WINDHOEK – Gross neglect of the ‘Life Skills’ subject for many years in schools is the primary reason behind the social horrors being experienced by Namibia, reckons Veronica de Klerk, the Executive Director of Women Action for Development (WAD).

She expressed these sentiments at the Second National Conference on Gender-Based Violence (GBV) held in Windhoek, where she stressed the need to put the “golden subject” in the spotlight as it drills learners on how to deal with life.

She said Life Skills teaches learners how to respect themselves, human life in general, norms and values, how not to abuse alcohol and drugs and how to manage anger and family life.

“Let us be quite honest and admit to ourselves that ‘Life Skills’ was not taken seriously enough in the past – neither by the educational authorities, nor by us as parents,” said De Klerk, who noted it was also not surprising that children are grossly neglected in their homes as well.

The WAD director said that in 2011 they trained close to 800 ‘Life Skills’ teachers and school counsellors on the causes and consequences of GBV countrywide and based that on research findings conducted in prisons around the country in consultation with Unam’s Faculty of Social Science.

De Klerk said she was saddened to learn that Namibia is considerably behind the South African education system with regard to the importance of ‘Life Skills’ as a learning discipline. The subject is examinable in grades 10 to 12 in South Africa.

(Directions):
1 – Translate this sentence from the Life Skills article into Spanish: "She said Life Skills teaches learners how to respect themselves, human life in general, norms and values, how not to abuse alcohol and drugs and how to manage anger and family life."
2 – Extend the article on Life Skills teaching in Namibia, picking up after its final sentence.

(Data):
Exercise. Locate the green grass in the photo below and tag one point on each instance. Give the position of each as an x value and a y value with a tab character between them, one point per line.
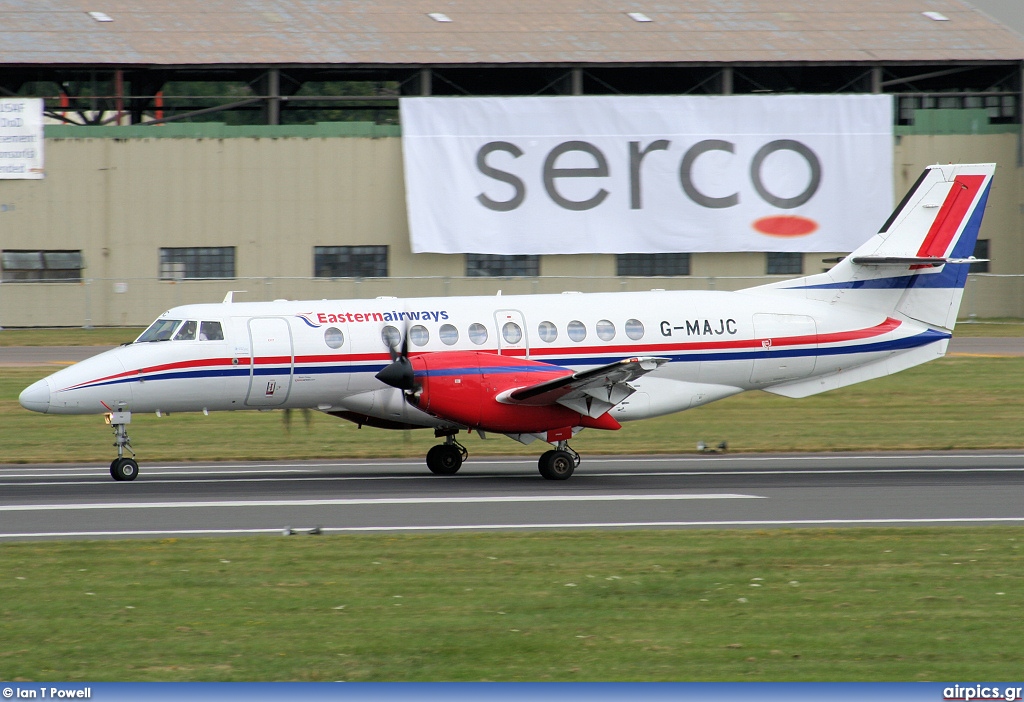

(Per-task outputs):
1 – Dijo que la asignatura Life Skills enseña a los alumnos a respetarse a sí mismos, a respetar la vida humana en general, las normas y los valores, a no abusar del alcohol ni de las drogas y a controlar la ira y la vida familiar.

2 –
She therefore appealed to the Ministry of Education to ensure, as a matter of urgency, that Life Skills becomes an examination subject to be passed for promotion to the next grade.

She also called on parents to become key players in establishing sound value systems in society and especially mothers, whom she said could play a role in bringing up their sons to respect women and girls.

“Parents who do not exercise proper control over the activities of their offspring and who may be slack in their role as prime educators unknowingly incubate enormous future problems for society,” De Klerk said.

She added that the parental home lies at the core of GBV because the home presents the child with the first exposure to disrespect and violence against women, when fathers use abusive language and degrade their mothers in front of their children.